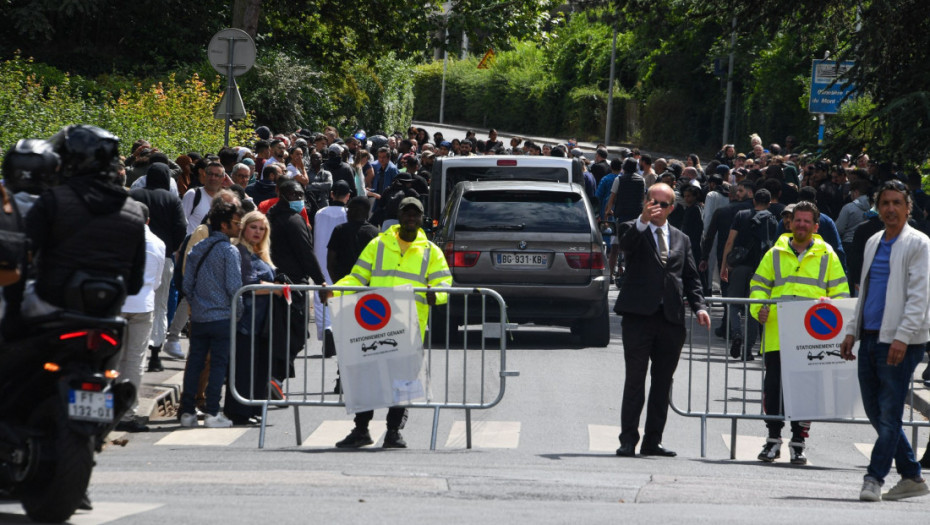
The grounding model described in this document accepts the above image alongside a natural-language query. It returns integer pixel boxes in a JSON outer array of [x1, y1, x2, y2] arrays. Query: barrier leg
[[293, 405, 302, 447], [430, 406, 441, 451], [700, 415, 707, 458], [258, 402, 269, 449], [466, 408, 473, 450], [730, 418, 738, 460]]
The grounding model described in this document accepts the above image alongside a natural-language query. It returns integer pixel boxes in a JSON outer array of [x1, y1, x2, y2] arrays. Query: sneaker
[[758, 437, 782, 462], [269, 378, 286, 400], [788, 441, 807, 465], [179, 412, 199, 428], [163, 340, 185, 359], [860, 478, 882, 502], [204, 413, 233, 428], [382, 429, 407, 449], [883, 477, 930, 501], [146, 355, 164, 372], [335, 428, 373, 448], [729, 337, 743, 359]]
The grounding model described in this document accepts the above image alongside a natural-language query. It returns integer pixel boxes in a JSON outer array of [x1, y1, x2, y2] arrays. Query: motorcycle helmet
[[48, 124, 120, 179], [2, 138, 61, 194]]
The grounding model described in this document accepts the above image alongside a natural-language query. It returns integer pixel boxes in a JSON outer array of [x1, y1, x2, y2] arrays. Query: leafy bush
[[0, 55, 254, 167], [237, 49, 332, 134], [337, 52, 415, 135]]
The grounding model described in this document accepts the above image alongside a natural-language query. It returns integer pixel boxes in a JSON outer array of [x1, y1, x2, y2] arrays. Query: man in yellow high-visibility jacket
[[749, 200, 849, 465], [325, 196, 451, 449]]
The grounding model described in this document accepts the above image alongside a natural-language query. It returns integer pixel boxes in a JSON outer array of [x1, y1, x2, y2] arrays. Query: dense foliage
[[0, 56, 253, 164]]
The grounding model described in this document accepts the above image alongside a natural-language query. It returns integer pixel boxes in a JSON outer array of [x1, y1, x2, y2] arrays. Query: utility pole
[[722, 16, 736, 146], [604, 26, 618, 146]]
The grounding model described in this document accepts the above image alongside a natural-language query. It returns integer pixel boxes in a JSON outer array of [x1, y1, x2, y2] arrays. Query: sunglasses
[[652, 199, 672, 209]]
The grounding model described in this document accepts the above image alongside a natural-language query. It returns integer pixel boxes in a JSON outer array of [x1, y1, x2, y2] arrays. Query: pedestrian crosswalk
[[120, 421, 928, 462]]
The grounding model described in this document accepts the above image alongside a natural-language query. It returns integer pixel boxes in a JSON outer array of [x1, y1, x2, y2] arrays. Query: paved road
[[4, 286, 930, 524]]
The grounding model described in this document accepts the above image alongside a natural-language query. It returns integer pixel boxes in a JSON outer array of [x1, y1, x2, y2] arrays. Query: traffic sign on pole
[[808, 59, 856, 115]]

===

For this exercise, restate the material exactly and skip every picture.

# Solution
The grounding model described in this document accepts the above image alongside a natural-language query. It returns integer pixel boxes in a JSON outer array of [x1, y1, x2, y2] arrays. Query: barrier leg
[[293, 405, 302, 447], [430, 406, 441, 451], [700, 415, 707, 458], [258, 402, 269, 449], [466, 408, 473, 450], [730, 418, 738, 460]]
The grounding model described in this document accepts the above image alongside a natural-language query. It returns integer pixel boxes in a JSON outer array of [x1, y1, x2, y2] arrays. Query: sneaker
[[758, 437, 782, 462], [269, 378, 286, 400], [788, 441, 807, 465], [179, 412, 199, 428], [163, 340, 185, 359], [860, 478, 882, 502], [204, 413, 233, 428], [382, 429, 407, 449], [883, 477, 930, 501], [146, 355, 164, 372], [335, 428, 373, 448], [729, 337, 743, 359]]
The grounding model described in this document accepts the above image alongside a natural-language query. It returns integer pixel boxes in a JSON outer array of [x1, y1, x2, y2] arrays. Query: motorcycle helmet
[[48, 124, 120, 179], [2, 138, 61, 194]]
The grounding model described in this document accepts the above image alongside a natural-language query. It returns integer pixel boxes in a JSON outer array of [x1, y1, x2, y2] arrays. Query: leafy bush
[[0, 55, 254, 167], [237, 49, 332, 134], [337, 52, 415, 135]]
The grounding model described in this document accepts the above image alongside a natural-language query. It returns integer pixel boxes in a JSON outer array of [x1, y1, x2, y2] arrays. Query: man in yellow high-visibility jacket
[[749, 200, 849, 465], [325, 196, 451, 449]]
The grounding model described in this document accepts the above image alongside a natural-language query. It returns integer pixel boxes in a JSON outer array of [x1, y1, x2, y2] arrays. Query: dense foliage
[[0, 56, 253, 164]]
The grounding model described in this document accepts the above image alongside a natural-language query. It returns integer pixel boxes in a JSON outer array of [x1, y1, x2, y2] arrays. Query: utility pole
[[722, 16, 736, 146], [604, 26, 618, 146]]
The grounding model described in this document accepts the above image alongside a natural-language query. It returns integer pixel boxes in a JSON outer array of [x1, y1, x2, y2] arrays. Query: sunglasses
[[652, 199, 672, 209]]
The grounding model described in this document accepts the above image alongside a natural-language query. It returns integer pixel boxes in a JSON outer array of [x1, y1, x2, y2] arrays. Query: pedestrian crosswalk
[[120, 421, 928, 462]]
The grounding model described in this document accepts the above image alongside a natural-language query. It returns integer pixel boxes in a JSON outer array of [x1, y1, x2, y2] arrays. Query: paved road
[[4, 286, 930, 524]]
The grounding model described in this document accepts the above image alongside a natural-language query. It returns integer pixel boxes in a JSON outer array of [x1, y1, x2, y2] arrays. Query: traffic sign on pole
[[808, 59, 856, 115]]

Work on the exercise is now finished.